• [DATASET EXTRACT]
┌────────

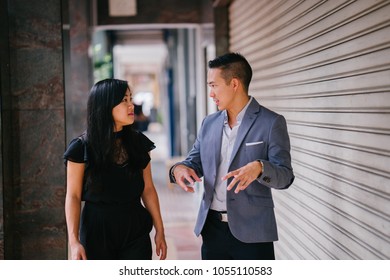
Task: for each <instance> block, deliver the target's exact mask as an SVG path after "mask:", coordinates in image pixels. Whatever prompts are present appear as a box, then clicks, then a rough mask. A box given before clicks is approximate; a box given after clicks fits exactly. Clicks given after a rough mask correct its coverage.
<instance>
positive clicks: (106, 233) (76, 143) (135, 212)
mask: <svg viewBox="0 0 390 280" xmlns="http://www.w3.org/2000/svg"><path fill="white" fill-rule="evenodd" d="M116 137H117V138H118V139H121V138H122V137H123V131H120V132H116ZM136 140H137V141H138V144H141V145H140V146H141V147H142V148H143V149H144V151H142V152H145V153H146V156H147V157H148V162H149V161H150V157H149V156H148V155H147V153H148V152H149V151H150V150H152V149H154V148H155V146H154V143H153V142H151V141H150V140H149V139H148V138H147V137H146V136H145V135H144V134H142V133H140V132H137V133H136ZM85 145H87V144H86V142H85V141H84V140H83V139H82V138H80V137H78V138H75V139H73V140H72V141H71V142H70V144H69V147H68V149H67V150H66V152H65V154H64V159H65V161H67V160H69V161H73V162H78V163H83V162H85V163H86V166H88V157H86V155H85V153H86V152H87V150H88V149H87V146H85ZM130 160H131V159H130ZM86 172H88V167H87V168H86ZM103 173H104V174H102V181H103V188H102V189H101V190H99V191H96V190H91V189H90V188H88V189H84V190H83V195H82V200H83V201H85V204H84V207H83V210H82V215H81V225H80V241H81V244H83V246H84V248H85V250H86V254H87V258H88V259H105V260H107V259H113V260H119V259H151V258H152V247H151V241H150V236H149V234H150V231H151V229H152V226H153V221H152V218H151V215H150V214H149V212H148V211H147V210H146V209H145V208H144V206H143V205H142V204H141V199H140V198H141V195H142V192H143V190H144V180H143V175H142V170H138V171H132V172H129V168H128V159H127V160H126V161H125V162H123V163H122V164H118V163H112V165H111V166H110V167H109V168H107V170H105V171H104V172H103Z"/></svg>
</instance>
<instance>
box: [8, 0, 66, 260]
mask: <svg viewBox="0 0 390 280" xmlns="http://www.w3.org/2000/svg"><path fill="white" fill-rule="evenodd" d="M2 1H3V0H2ZM5 2H6V1H5ZM7 3H8V7H6V9H7V15H8V22H7V27H6V29H7V30H6V31H5V32H2V36H3V35H4V34H6V33H7V32H8V33H9V41H8V43H7V45H8V46H5V47H6V48H8V54H9V61H8V65H9V72H8V75H7V73H5V74H4V72H3V71H2V76H1V84H2V85H3V84H4V85H7V86H6V87H5V88H3V87H2V89H1V97H2V99H3V98H5V99H6V103H2V104H1V105H2V108H1V109H2V116H3V118H2V120H1V121H2V126H1V134H2V139H3V143H2V145H3V148H4V147H6V149H3V153H2V155H1V156H2V164H3V174H2V175H3V196H4V197H3V199H4V205H3V210H4V211H3V212H4V214H3V219H4V221H3V223H2V225H4V239H3V241H4V258H5V259H64V258H66V227H65V217H64V195H65V188H64V186H65V184H64V182H65V172H64V171H65V170H64V168H63V163H62V154H63V151H64V147H65V118H64V72H63V45H62V43H63V41H62V22H61V18H62V14H61V4H62V3H61V0H50V1H25V0H13V1H8V2H7ZM3 4H4V1H3ZM4 5H5V6H6V5H7V4H4ZM3 38H4V37H3ZM4 62H5V61H3V60H2V61H1V64H2V67H3V65H4Z"/></svg>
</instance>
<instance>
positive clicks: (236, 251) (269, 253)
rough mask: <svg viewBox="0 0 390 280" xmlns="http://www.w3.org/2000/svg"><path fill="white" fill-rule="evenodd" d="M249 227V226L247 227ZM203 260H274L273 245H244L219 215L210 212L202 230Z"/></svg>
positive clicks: (263, 243) (202, 256)
mask: <svg viewBox="0 0 390 280" xmlns="http://www.w3.org/2000/svg"><path fill="white" fill-rule="evenodd" d="M249 226H250V225H249ZM201 234H202V239H203V244H202V259H203V260H274V259H275V253H274V243H273V242H260V243H245V242H242V241H240V240H238V239H237V238H235V237H234V236H233V235H232V233H231V232H230V229H229V225H228V223H227V222H223V221H221V219H220V214H219V213H218V212H216V211H214V210H210V211H209V214H208V216H207V219H206V223H205V226H204V228H203V230H202V233H201Z"/></svg>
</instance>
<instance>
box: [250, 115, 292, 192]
mask: <svg viewBox="0 0 390 280" xmlns="http://www.w3.org/2000/svg"><path fill="white" fill-rule="evenodd" d="M268 141H269V147H268V160H261V161H262V162H263V165H264V170H263V173H262V174H261V176H260V177H259V178H258V179H257V180H258V182H259V183H261V184H262V185H265V186H267V187H270V188H275V189H287V188H288V187H290V185H291V184H292V183H293V181H294V173H293V169H292V166H291V155H290V138H289V135H288V132H287V124H286V120H285V118H284V117H283V116H282V115H278V117H276V118H275V119H274V122H273V124H272V126H271V129H270V133H269V139H268Z"/></svg>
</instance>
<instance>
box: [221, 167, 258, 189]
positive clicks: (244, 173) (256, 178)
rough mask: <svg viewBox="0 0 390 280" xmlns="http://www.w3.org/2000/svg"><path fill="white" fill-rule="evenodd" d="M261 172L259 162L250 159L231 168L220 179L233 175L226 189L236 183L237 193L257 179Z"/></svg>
mask: <svg viewBox="0 0 390 280" xmlns="http://www.w3.org/2000/svg"><path fill="white" fill-rule="evenodd" d="M261 172H263V170H262V167H261V163H260V162H258V161H252V162H250V163H248V164H247V165H245V166H243V167H241V168H239V169H236V170H233V171H231V172H229V173H228V174H226V175H225V176H223V177H222V180H227V179H229V178H230V177H234V179H233V180H232V181H231V182H230V184H229V186H228V187H227V190H228V191H230V190H231V189H232V188H233V187H234V185H236V184H237V187H236V189H235V190H234V192H235V193H239V192H240V191H243V190H245V189H246V188H247V187H248V186H249V184H250V183H252V182H253V181H254V180H256V179H257V177H258V176H259V175H260V174H261Z"/></svg>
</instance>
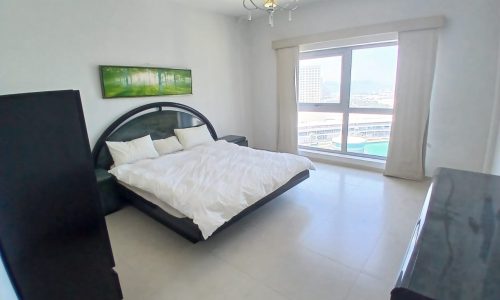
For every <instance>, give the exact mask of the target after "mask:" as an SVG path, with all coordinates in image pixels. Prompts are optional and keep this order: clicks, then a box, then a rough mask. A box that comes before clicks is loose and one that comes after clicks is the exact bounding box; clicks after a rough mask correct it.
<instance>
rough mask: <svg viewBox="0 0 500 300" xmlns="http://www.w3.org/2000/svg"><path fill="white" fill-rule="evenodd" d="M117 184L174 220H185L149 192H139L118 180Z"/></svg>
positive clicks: (169, 206) (182, 214) (162, 201)
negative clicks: (151, 205)
mask: <svg viewBox="0 0 500 300" xmlns="http://www.w3.org/2000/svg"><path fill="white" fill-rule="evenodd" d="M118 183H119V184H120V185H121V186H123V187H125V188H126V189H128V190H130V191H132V192H133V193H135V194H136V195H139V196H140V197H141V198H143V199H144V200H147V201H149V202H151V203H153V204H154V205H156V206H158V207H159V208H161V209H162V210H163V211H164V212H166V213H168V214H169V215H171V216H174V217H176V218H186V215H184V214H183V213H181V212H180V211H178V210H177V209H175V208H173V207H172V206H170V205H169V204H168V203H166V202H165V201H161V200H160V199H159V198H158V197H156V196H155V195H153V194H151V193H149V192H146V191H144V190H141V189H140V188H137V187H133V186H131V185H129V184H126V183H125V182H122V181H120V180H118Z"/></svg>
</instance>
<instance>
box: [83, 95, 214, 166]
mask: <svg viewBox="0 0 500 300" xmlns="http://www.w3.org/2000/svg"><path fill="white" fill-rule="evenodd" d="M203 124H205V125H207V128H208V130H209V131H210V134H211V135H212V137H213V138H214V140H217V133H216V132H215V129H214V127H213V126H212V124H211V123H210V121H208V119H207V118H206V117H205V116H204V115H202V114H201V113H200V112H199V111H197V110H195V109H194V108H192V107H189V106H187V105H184V104H180V103H174V102H156V103H150V104H146V105H143V106H140V107H137V108H135V109H133V110H131V111H129V112H127V113H126V114H124V115H123V116H121V117H119V118H118V119H117V120H116V121H115V122H113V124H111V125H110V126H109V127H108V128H107V129H106V130H105V131H104V133H103V134H102V135H101V136H100V137H99V139H98V140H97V142H96V144H95V146H94V149H93V150H92V157H93V160H94V165H95V168H102V169H109V167H110V166H111V165H112V164H113V159H112V158H111V155H110V154H109V150H108V147H107V146H106V141H130V140H133V139H136V138H140V137H143V136H145V135H148V134H149V135H151V138H152V139H153V140H157V139H163V138H166V137H169V136H172V135H174V129H175V128H187V127H195V126H200V125H203Z"/></svg>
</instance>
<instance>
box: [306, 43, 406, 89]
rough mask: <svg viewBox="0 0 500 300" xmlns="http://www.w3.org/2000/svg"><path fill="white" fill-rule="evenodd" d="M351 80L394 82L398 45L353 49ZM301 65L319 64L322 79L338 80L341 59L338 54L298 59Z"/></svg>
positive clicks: (323, 80) (376, 81) (339, 73)
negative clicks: (333, 55) (370, 47)
mask: <svg viewBox="0 0 500 300" xmlns="http://www.w3.org/2000/svg"><path fill="white" fill-rule="evenodd" d="M352 56H353V57H352V71H351V72H352V74H351V76H352V81H370V82H376V83H380V84H382V85H391V84H393V83H394V82H395V78H396V67H397V57H398V46H388V47H377V48H365V49H358V50H353V54H352ZM300 64H301V66H302V65H303V66H309V65H321V66H322V68H321V76H322V78H323V81H335V82H340V77H341V67H342V59H341V57H340V56H335V57H325V58H315V59H307V60H301V61H300Z"/></svg>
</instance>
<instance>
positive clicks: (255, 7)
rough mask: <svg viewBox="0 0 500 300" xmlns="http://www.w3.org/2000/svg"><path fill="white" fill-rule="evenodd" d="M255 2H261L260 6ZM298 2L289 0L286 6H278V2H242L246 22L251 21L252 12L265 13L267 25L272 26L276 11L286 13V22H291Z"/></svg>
mask: <svg viewBox="0 0 500 300" xmlns="http://www.w3.org/2000/svg"><path fill="white" fill-rule="evenodd" d="M256 1H263V4H262V5H258V4H256V3H255V2H256ZM297 2H299V0H291V1H288V3H286V4H278V0H243V7H244V8H245V9H246V10H247V11H248V21H252V12H253V11H265V12H267V14H268V15H269V25H270V26H271V27H273V26H274V13H275V12H277V11H287V12H288V21H292V12H293V11H294V10H296V9H297V8H298V7H299V5H298V4H297Z"/></svg>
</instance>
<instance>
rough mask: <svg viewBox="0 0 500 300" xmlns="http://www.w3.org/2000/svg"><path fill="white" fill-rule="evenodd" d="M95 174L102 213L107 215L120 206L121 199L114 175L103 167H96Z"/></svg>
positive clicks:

└────────

• [TASK DIRECTIONS] Which lines in the entries above contain the word "coordinates"? List each of those lines in full, and treat uppercase and lowercase as different.

• [ANSWER TO THIS EXERCISE]
Task: for each <instance> block, deliver the target's exact mask as an SVG path after "mask:", coordinates in image pixels. Whatever prompts are present appear as a box, then clicks, then a rough mask. A box given before clicks is approximate; a box given after clicks fits exactly. Clicks given after a rough mask correct its coverage.
For every <instance>, give the exact mask of the target after "mask:" as an SVG path, with all coordinates in image pixels. Prompts are optional and keep this order: clicks, then a box, then a rough mask. A box that comes before clicks is loose and one that comes after clicks is the exact bounding box; clicks after a rough mask correct it.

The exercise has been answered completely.